- Given request -
Your task is to copy the material exactly.
** START **
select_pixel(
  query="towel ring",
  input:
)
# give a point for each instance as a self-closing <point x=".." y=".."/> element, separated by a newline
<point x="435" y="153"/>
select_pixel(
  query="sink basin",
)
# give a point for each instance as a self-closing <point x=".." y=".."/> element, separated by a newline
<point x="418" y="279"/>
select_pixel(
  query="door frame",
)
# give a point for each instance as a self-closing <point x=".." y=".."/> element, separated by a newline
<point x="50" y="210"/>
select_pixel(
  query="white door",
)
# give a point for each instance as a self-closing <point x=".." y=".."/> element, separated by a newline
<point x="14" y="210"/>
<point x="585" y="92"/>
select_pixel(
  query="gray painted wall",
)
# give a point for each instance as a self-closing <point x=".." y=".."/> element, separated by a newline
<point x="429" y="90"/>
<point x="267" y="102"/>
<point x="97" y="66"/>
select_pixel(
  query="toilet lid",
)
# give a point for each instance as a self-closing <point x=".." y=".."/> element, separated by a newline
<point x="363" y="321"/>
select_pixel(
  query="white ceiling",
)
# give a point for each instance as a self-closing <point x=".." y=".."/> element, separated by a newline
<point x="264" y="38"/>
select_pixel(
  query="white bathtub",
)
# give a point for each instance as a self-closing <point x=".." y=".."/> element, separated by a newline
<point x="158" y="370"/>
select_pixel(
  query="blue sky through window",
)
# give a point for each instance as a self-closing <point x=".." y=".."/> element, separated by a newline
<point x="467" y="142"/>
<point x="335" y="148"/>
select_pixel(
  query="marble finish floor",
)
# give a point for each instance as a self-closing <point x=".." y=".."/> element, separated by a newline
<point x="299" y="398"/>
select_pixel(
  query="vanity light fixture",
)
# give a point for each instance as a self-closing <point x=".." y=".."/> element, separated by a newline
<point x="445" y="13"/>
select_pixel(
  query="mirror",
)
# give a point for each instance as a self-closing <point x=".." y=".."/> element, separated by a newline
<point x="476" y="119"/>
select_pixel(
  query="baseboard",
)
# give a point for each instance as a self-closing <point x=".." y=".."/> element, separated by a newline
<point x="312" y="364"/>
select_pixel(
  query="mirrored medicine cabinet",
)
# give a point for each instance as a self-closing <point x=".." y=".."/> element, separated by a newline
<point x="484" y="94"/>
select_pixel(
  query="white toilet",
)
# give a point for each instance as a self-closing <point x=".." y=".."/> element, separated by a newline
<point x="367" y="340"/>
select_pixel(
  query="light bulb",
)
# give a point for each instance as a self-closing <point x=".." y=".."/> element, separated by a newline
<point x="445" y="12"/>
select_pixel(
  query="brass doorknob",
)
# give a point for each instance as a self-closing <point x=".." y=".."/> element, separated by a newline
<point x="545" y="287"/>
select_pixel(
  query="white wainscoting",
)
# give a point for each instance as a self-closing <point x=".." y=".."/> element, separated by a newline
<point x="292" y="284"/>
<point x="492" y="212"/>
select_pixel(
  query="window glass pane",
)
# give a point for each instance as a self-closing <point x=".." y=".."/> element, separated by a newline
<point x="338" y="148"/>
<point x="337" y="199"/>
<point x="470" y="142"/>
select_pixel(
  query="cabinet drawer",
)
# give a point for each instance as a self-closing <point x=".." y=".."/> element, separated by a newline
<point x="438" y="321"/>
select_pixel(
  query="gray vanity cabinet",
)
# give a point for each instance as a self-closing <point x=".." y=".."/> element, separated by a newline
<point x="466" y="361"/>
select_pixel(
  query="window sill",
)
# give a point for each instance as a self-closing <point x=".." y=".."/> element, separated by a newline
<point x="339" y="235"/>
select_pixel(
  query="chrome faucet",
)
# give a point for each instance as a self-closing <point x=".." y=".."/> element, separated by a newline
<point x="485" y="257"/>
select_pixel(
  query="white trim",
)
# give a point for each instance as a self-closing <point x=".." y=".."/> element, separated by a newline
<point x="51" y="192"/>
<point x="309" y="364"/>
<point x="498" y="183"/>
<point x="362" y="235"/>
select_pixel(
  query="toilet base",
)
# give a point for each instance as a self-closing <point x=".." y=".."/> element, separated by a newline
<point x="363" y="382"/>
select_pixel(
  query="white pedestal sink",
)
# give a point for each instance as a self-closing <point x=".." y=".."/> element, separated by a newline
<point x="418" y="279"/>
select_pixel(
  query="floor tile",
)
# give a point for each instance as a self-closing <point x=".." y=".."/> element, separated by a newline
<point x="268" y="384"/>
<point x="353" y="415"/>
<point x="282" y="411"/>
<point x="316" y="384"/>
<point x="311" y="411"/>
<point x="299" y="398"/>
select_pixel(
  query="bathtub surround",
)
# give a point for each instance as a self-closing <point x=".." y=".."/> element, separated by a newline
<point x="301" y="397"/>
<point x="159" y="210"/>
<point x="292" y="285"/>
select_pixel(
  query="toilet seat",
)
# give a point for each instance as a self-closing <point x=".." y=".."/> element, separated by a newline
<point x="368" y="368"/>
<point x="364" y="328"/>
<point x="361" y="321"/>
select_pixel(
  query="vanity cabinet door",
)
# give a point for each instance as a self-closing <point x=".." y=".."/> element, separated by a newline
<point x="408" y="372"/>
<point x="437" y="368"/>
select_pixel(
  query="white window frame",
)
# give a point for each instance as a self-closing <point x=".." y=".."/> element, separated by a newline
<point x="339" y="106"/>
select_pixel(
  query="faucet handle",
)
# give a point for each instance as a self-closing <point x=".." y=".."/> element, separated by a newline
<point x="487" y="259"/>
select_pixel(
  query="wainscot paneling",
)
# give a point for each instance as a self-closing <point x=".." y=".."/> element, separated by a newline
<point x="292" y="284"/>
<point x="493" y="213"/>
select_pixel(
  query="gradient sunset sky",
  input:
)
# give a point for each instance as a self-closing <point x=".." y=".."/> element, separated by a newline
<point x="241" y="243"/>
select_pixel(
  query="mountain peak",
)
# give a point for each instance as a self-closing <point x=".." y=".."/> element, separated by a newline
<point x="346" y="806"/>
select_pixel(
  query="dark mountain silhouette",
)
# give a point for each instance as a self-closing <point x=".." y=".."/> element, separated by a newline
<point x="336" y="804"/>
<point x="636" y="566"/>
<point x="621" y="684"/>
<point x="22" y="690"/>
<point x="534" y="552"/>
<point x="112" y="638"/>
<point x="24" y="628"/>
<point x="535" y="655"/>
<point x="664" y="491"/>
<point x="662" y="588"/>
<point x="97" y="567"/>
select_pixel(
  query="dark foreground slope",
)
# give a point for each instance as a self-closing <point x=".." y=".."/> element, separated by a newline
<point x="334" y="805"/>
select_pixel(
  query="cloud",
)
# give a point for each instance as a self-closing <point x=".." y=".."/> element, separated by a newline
** END **
- Answer to the problem -
select_pixel(
  query="towel ring",
  input:
)
# give a point for each instance as a self-closing <point x=".." y=".."/> element, separated by a newline
<point x="435" y="153"/>
select_pixel(
  query="sink basin",
)
# give a point for each instance as a self-closing <point x=".." y=".."/> element, separated by a newline
<point x="418" y="279"/>
select_pixel(
  query="door frame",
)
# give a point for each instance as a self-closing <point x=".." y=".."/> element, separated by a newline
<point x="50" y="210"/>
select_pixel(
  query="white door",
)
# give a point for each instance as a self-closing <point x=".." y=".."/> element, separated by a newline
<point x="14" y="210"/>
<point x="585" y="92"/>
select_pixel(
  query="gray painted wall",
)
# give a point for each instance as a self-closing <point x=".." y=".."/> element, separated by a newline
<point x="429" y="90"/>
<point x="267" y="102"/>
<point x="97" y="66"/>
select_pixel(
  query="toilet lid",
)
# give a point for each instance as a self-closing <point x=".." y=".."/> element, separated by a newline
<point x="363" y="321"/>
select_pixel(
  query="white ceiling",
)
# give a point for each instance as a self-closing <point x=".." y=".."/> element, separated by a newline
<point x="264" y="38"/>
select_pixel(
  query="white bathtub",
)
# give a point for each instance as a self-closing <point x=".." y=".."/> element, separated by a newline
<point x="158" y="370"/>
select_pixel(
  query="blue sky through window",
)
# give a point for each instance as a self-closing <point x=".." y=".."/> element, separated by a newline
<point x="467" y="142"/>
<point x="335" y="148"/>
select_pixel(
  query="marble finish floor",
)
# give a point for each instance as a self-closing <point x=".." y=".."/> element, separated by a newline
<point x="299" y="398"/>
select_pixel(
  query="vanity light fixture",
)
# give a point for each instance as a self-closing <point x=".." y=".."/> element, separated by a newline
<point x="445" y="13"/>
select_pixel(
  query="mirror",
)
# give a point for each instance as a self-closing <point x=".." y=".."/> element, separated by a newline
<point x="476" y="119"/>
select_pixel(
  query="baseboard",
)
# give a point for each instance as a self-closing <point x=".." y=".."/> element, separated by a newline
<point x="312" y="364"/>
select_pixel(
  query="mirrored medicine cabinet",
)
# give a point for each instance as a self-closing <point x=".." y=".."/> element, separated by a newline
<point x="484" y="94"/>
select_pixel(
  query="white toilet",
)
# give a point for each instance as a self-closing <point x=".." y=".."/> element, separated by a newline
<point x="367" y="340"/>
select_pixel(
  query="light bulb",
)
# give a point for each instance as a self-closing <point x=".." y=".."/> element, separated by a newline
<point x="445" y="12"/>
select_pixel(
  query="brass doorknob",
)
# give a point for each instance as a self-closing <point x=".." y=".."/> element, separated by a newline
<point x="545" y="287"/>
select_pixel(
  query="white wainscoting",
)
# give a point for each instance as a self-closing <point x=".." y=".."/> element, separated by a newline
<point x="292" y="284"/>
<point x="492" y="212"/>
select_pixel(
  query="window glass pane",
)
# give a point for each instance as a self-closing <point x=".." y=".."/> element, separated by a newline
<point x="338" y="148"/>
<point x="337" y="199"/>
<point x="470" y="142"/>
select_pixel(
  query="cabinet drawer",
)
# give a point for each instance as a self-closing <point x=".." y=".."/> element, separated by a newline
<point x="438" y="321"/>
select_pixel(
  query="gray vanity cabinet",
)
# give a point for each instance as a self-closing <point x=".." y=".."/> element, separated by a newline
<point x="466" y="361"/>
select_pixel(
  query="window sill",
)
# give a point for each instance as a self-closing <point x=".." y=".."/> element, separated by a newline
<point x="339" y="235"/>
select_pixel(
  query="chrome faucet",
)
# give a point for each instance as a self-closing <point x=".." y=".."/> element, separated by a newline
<point x="485" y="257"/>
select_pixel(
  query="white trim",
)
# give a point for each instance as a self-closing <point x=".." y=".."/> element, separated by a newline
<point x="51" y="192"/>
<point x="309" y="364"/>
<point x="498" y="183"/>
<point x="362" y="235"/>
select_pixel(
  query="toilet base",
)
# give a point for each instance as a self-closing <point x=".." y=".."/> element, separated by a newline
<point x="363" y="382"/>
select_pixel(
  query="white pedestal sink",
)
# give a point for each instance as a self-closing <point x=".." y=".."/> element, separated by a newline
<point x="418" y="279"/>
select_pixel(
  query="floor tile",
)
# give a point for each instance as a self-closing <point x=".." y=".."/> element, separated by a newline
<point x="268" y="384"/>
<point x="353" y="415"/>
<point x="282" y="411"/>
<point x="316" y="384"/>
<point x="311" y="411"/>
<point x="299" y="398"/>
select_pixel(
  query="bathtub surround",
)
# give a point for each instance as a self-closing <point x=".." y=".."/> element, separated by a newline
<point x="301" y="397"/>
<point x="159" y="210"/>
<point x="292" y="285"/>
select_pixel(
  query="toilet seat",
)
# give a point for each instance as a self-closing <point x=".." y=".."/> element, separated by a newline
<point x="368" y="368"/>
<point x="364" y="328"/>
<point x="361" y="321"/>
select_pixel(
  query="vanity cabinet door",
)
# give a point for each instance as a self-closing <point x=".." y=".."/> element, separated by a newline
<point x="408" y="372"/>
<point x="437" y="368"/>
select_pixel(
  query="white window frame",
)
# give a point for each instance as a self-closing <point x=".." y=".."/> element, separated by a newline
<point x="339" y="106"/>
select_pixel(
  query="faucet handle",
)
# give a point for each instance as a self-closing <point x=".." y=".."/> element, separated by a newline
<point x="487" y="259"/>
select_pixel(
  query="wainscot paneling",
)
# give a point for each instance as a self-closing <point x=".." y=".."/> element, separated by a newline
<point x="292" y="284"/>
<point x="493" y="213"/>
select_pixel(
  query="gradient sunset sky",
  input:
)
# give a point for each instance as a self-closing <point x=".." y=".."/> element, separated by a newline
<point x="241" y="243"/>
select_pixel(
  query="mountain peak",
)
# give a point for each instance as a self-closing <point x=".." y=".."/> element, separated by a newline
<point x="346" y="806"/>
select_pixel(
  query="dark mountain silhouette",
)
# give a point for each instance as a self-closing <point x=".." y=".."/> element, separated by a newline
<point x="336" y="804"/>
<point x="636" y="566"/>
<point x="621" y="684"/>
<point x="22" y="690"/>
<point x="534" y="552"/>
<point x="112" y="638"/>
<point x="24" y="628"/>
<point x="535" y="655"/>
<point x="664" y="491"/>
<point x="662" y="588"/>
<point x="97" y="567"/>
select_pixel(
  query="dark foreground slope",
)
# give a point for each instance as a self-closing <point x=".." y=".."/> element, separated by a newline
<point x="334" y="805"/>
select_pixel(
  query="cloud",
)
# give a point for each instance as a self-closing <point x=".." y=".."/> element, separated by a newline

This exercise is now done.